Your objective: Pick out each line in the listing below that contains the string "Query". Treat uppercase and lowercase letters as different.
## begin Records shown
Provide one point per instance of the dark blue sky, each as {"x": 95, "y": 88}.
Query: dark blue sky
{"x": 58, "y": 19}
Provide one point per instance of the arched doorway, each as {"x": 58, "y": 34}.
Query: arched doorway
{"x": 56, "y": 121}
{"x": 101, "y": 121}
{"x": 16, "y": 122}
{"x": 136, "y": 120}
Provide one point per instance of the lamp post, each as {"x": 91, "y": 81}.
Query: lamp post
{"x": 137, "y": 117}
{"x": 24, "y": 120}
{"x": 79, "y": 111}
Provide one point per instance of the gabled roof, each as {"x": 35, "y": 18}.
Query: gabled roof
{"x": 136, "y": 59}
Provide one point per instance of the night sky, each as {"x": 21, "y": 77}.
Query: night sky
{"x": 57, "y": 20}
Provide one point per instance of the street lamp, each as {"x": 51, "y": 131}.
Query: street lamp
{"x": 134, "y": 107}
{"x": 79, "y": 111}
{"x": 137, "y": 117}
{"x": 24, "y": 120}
## end Records shown
## begin Records shown
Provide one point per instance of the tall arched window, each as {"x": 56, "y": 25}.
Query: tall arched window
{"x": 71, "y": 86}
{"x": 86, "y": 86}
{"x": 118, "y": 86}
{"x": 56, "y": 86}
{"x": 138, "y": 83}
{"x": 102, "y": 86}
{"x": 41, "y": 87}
## end Records shown
## begin Records shown
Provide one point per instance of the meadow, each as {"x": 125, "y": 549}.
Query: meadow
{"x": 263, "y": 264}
## end Records shown
Task solution:
Query: dark blue sky
Query: arched doorway
Query: lamp post
Query: gabled roof
Query: night sky
Query: street lamp
Query: tall arched window
Query: meadow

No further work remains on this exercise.